Aim of the task: Arrange every line of the records below as a Markdown table with two columns, "Row" for the row number and "Line" for the line itself, skipping blank lines. Leave the pictures out.

Detection annotation records:
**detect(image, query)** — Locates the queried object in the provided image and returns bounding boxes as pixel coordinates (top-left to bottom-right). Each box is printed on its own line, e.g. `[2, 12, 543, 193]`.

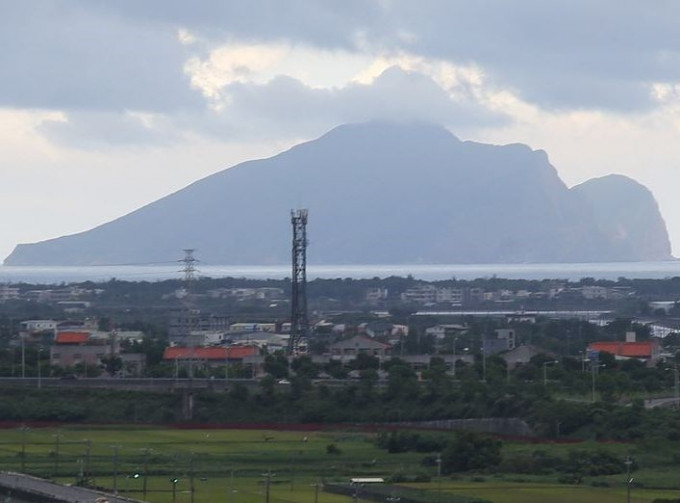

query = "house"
[501, 344, 548, 369]
[163, 345, 260, 367]
[425, 325, 467, 340]
[588, 339, 661, 365]
[482, 328, 515, 355]
[588, 332, 661, 366]
[329, 335, 392, 360]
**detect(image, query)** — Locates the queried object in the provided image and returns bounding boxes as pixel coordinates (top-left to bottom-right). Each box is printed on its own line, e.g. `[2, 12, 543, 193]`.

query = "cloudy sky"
[0, 0, 680, 264]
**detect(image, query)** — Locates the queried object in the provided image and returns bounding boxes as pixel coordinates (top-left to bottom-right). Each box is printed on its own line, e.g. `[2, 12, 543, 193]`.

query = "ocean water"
[0, 261, 680, 284]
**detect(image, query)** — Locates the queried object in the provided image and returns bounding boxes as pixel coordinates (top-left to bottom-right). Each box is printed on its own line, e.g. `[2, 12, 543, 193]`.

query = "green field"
[0, 427, 680, 503]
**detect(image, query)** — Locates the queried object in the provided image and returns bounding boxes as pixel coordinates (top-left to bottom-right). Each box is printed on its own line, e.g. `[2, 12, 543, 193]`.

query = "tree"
[441, 431, 502, 475]
[263, 351, 288, 379]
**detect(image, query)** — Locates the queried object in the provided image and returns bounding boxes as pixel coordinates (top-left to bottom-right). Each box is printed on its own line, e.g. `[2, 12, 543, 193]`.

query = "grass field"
[0, 427, 680, 503]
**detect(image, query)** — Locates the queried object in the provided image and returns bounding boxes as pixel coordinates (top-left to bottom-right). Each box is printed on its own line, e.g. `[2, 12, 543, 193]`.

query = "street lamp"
[666, 362, 680, 409]
[543, 360, 557, 386]
[624, 456, 633, 503]
[170, 477, 179, 503]
[38, 346, 42, 389]
[590, 364, 605, 403]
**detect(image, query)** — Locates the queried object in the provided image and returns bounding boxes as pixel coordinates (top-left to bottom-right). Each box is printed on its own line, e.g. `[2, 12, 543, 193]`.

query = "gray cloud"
[47, 67, 509, 148]
[0, 0, 203, 111]
[0, 0, 680, 118]
[74, 0, 680, 111]
[38, 110, 181, 150]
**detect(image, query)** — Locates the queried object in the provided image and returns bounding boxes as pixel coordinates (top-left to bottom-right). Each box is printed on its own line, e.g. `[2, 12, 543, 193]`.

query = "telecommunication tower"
[288, 210, 309, 353]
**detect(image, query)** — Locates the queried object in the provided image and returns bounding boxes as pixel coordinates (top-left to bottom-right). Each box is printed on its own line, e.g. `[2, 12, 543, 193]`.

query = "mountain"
[5, 122, 671, 265]
[571, 175, 671, 260]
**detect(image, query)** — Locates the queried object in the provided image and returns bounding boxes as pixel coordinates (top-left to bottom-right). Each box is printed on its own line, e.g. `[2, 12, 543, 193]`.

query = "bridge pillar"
[182, 391, 194, 421]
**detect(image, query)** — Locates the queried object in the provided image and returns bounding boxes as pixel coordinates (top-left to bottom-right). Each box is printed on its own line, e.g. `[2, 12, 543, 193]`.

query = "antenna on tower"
[179, 248, 198, 293]
[288, 209, 309, 354]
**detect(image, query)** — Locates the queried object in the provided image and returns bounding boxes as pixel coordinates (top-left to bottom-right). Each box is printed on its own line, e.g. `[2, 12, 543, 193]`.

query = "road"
[0, 472, 139, 503]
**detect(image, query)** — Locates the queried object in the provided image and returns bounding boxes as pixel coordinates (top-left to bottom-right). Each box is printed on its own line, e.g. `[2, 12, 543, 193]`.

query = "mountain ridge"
[5, 122, 671, 265]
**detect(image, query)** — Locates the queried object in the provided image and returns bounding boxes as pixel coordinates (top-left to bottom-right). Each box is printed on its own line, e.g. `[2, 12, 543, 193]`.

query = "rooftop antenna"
[288, 209, 309, 354]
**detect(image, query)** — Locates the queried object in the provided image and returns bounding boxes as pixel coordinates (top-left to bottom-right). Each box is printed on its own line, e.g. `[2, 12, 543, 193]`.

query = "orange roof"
[163, 346, 260, 360]
[54, 332, 90, 344]
[589, 341, 659, 358]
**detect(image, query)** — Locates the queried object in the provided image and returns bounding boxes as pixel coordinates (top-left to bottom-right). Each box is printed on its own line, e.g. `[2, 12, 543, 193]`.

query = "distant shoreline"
[0, 260, 680, 284]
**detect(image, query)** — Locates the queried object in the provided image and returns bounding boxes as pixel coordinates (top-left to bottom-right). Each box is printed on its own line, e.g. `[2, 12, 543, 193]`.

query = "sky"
[0, 0, 680, 259]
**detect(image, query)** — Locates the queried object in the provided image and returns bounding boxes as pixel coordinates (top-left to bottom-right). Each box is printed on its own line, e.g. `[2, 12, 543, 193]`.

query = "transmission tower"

Response to this task:
| Row | Line |
|---|---|
| 1 | **detect(image, query)** — Locates the queried object in the provided image and returns bounding boxes as pixel coordinates (top-left to bottom-right). Each box is printed on its own line, e.g. `[2, 12, 543, 193]`. |
| 2 | query = "house" |
| 3 | [501, 344, 548, 369] |
| 4 | [163, 345, 260, 367] |
| 5 | [425, 325, 467, 340] |
| 6 | [588, 339, 661, 365] |
| 7 | [482, 328, 515, 355] |
| 8 | [588, 332, 661, 366] |
| 9 | [329, 335, 392, 360] |
| 10 | **detect(image, query)** — Locates the queried object in the provided image and returns bounding boxes as pixel coordinates (top-left to bottom-right). Each box is printed on its own line, e.g. `[2, 12, 543, 193]`. |
| 11 | query = "cloudy sky" |
| 12 | [0, 0, 680, 264] |
| 13 | **detect(image, query)** — Locates the queried object in the provided image and returns bounding boxes as pixel coordinates (top-left to bottom-right). Each box is printed on its own line, e.g. `[2, 12, 543, 193]`. |
| 14 | query = "ocean water" |
| 15 | [0, 261, 680, 284] |
| 16 | **detect(image, query)** — Locates the queried object in the provided image and returns bounding boxes as pixel coordinates (top-left to bottom-right). Each box is printed on its own line, e.g. `[2, 12, 543, 193]`. |
| 17 | query = "green field" |
| 18 | [0, 427, 680, 503] |
| 19 | **detect(image, query)** — Locates the queried object in the provided image and returns bounding boxes as pixel coordinates (top-left to bottom-right). Each box is printed on its own line, e.g. `[2, 12, 543, 193]`. |
| 20 | query = "tree" |
| 21 | [441, 431, 502, 475] |
| 22 | [263, 351, 288, 379] |
| 23 | **detect(image, query)** — Locates the queried object in the provided image and returns bounding boxes as pixel coordinates (top-left to bottom-right). Each box is printed on its own line, e.g. `[2, 12, 543, 193]`. |
| 24 | query = "grass field" |
| 25 | [0, 427, 680, 503] |
| 26 | **detect(image, query)** — Locates the queried object in the provided image and returns bounding boxes as pixel coordinates (top-left to bottom-right). Each box is printed on its own line, e.g. `[2, 12, 543, 193]`. |
| 27 | query = "street lamp" |
| 28 | [666, 362, 680, 409] |
| 29 | [543, 360, 557, 386] |
| 30 | [624, 456, 633, 503] |
| 31 | [170, 477, 179, 503] |
| 32 | [38, 346, 42, 389] |
| 33 | [590, 364, 605, 403] |
| 34 | **detect(image, query)** — Locates the queried object in the provided image and returns bounding boxes as pixel coordinates (top-left to bottom-right). Each box is printed on its own line, e.g. `[2, 12, 543, 193]`. |
| 35 | query = "gray cloud" |
| 36 | [47, 67, 509, 148] |
| 37 | [0, 0, 203, 111] |
| 38 | [0, 0, 680, 118] |
| 39 | [74, 0, 680, 111] |
| 40 | [38, 110, 181, 150] |
| 41 | **detect(image, query)** — Locates the queried object in the provided image and returns bounding boxes as pixel coordinates (top-left to bottom-right). Each box is printed on its own line, e.g. `[2, 12, 543, 193]`. |
| 42 | query = "telecommunication tower" |
| 43 | [288, 210, 309, 353] |
| 44 | **detect(image, query)** — Locates the queried object in the provided image and returns bounding boxes as pixel coordinates (top-left to bottom-right). Each box is printed on its own line, e.g. `[2, 12, 543, 193]`. |
| 45 | query = "mountain" |
| 46 | [5, 122, 671, 265] |
| 47 | [571, 175, 671, 260] |
| 48 | **detect(image, query)** — Locates the queried object in the provided image and returns bounding boxes as pixel coordinates (top-left to bottom-right). Each box is printed on its own line, e.g. `[2, 12, 543, 193]`. |
| 49 | query = "bridge pillar" |
| 50 | [182, 391, 194, 421] |
| 51 | **detect(image, query)** — Locates the queried object in the provided image and returns bounding boxes as pixel coordinates (top-left to bottom-right). Each box is printed on its own line, e.g. `[2, 12, 543, 193]`. |
| 52 | query = "antenna on tower" |
| 53 | [179, 248, 198, 293] |
| 54 | [288, 209, 309, 354] |
| 55 | **detect(image, query)** — Locates the queried object in the provided image and returns bounding boxes as pixel coordinates (top-left to bottom-right). Each box is printed on its own line, e.g. `[2, 12, 543, 193]`. |
| 56 | query = "road" |
| 57 | [0, 472, 139, 503] |
| 58 | **detect(image, query)** — Locates the queried object in the provided image and returns bounding boxes as pixel coordinates (top-left to bottom-right). Each box is printed on its own line, e.g. `[2, 12, 543, 193]`. |
| 59 | query = "mountain ridge" |
| 60 | [5, 122, 671, 265] |
| 61 | **detect(image, query)** — Locates the queried object in the provided image and returns bounding boxes as pixel coordinates (top-left to bottom-right). Each box is printed on its own line, e.g. `[2, 12, 543, 193]`. |
| 62 | query = "rooftop antenna" |
| 63 | [288, 209, 309, 354] |
| 64 | **detect(image, query)** — Locates the queried object in the provided image and returns bounding boxes as pixel coordinates (top-left to bottom-right). Each box is printed on its own line, e.g. `[2, 12, 543, 193]`. |
| 65 | query = "orange roof" |
| 66 | [163, 346, 260, 360] |
| 67 | [54, 332, 90, 344] |
| 68 | [589, 341, 659, 358] |
| 69 | **detect(image, query)** — Locates the queried object in the provided image and returns bounding boxes as pixel coordinates (top-left to bottom-right). Each box is printed on its own line, e.g. `[2, 12, 543, 193]`. |
| 70 | query = "distant shoreline" |
| 71 | [0, 260, 680, 284] |
| 72 | **detect(image, query)** — Locates the queried object in the provided image and returns bounding boxes as pixel coordinates (top-left to bottom-right). Each box is printed on its own line, e.g. `[2, 12, 543, 193]`. |
| 73 | query = "sky" |
| 74 | [0, 0, 680, 259] |
| 75 | **detect(image, query)** — Locates the queried object in the provided image and returns bounding boxes as pixel coordinates (top-left to bottom-right). Each box is printed on its own line, e.g. `[2, 12, 543, 193]`. |
| 76 | query = "transmission tower" |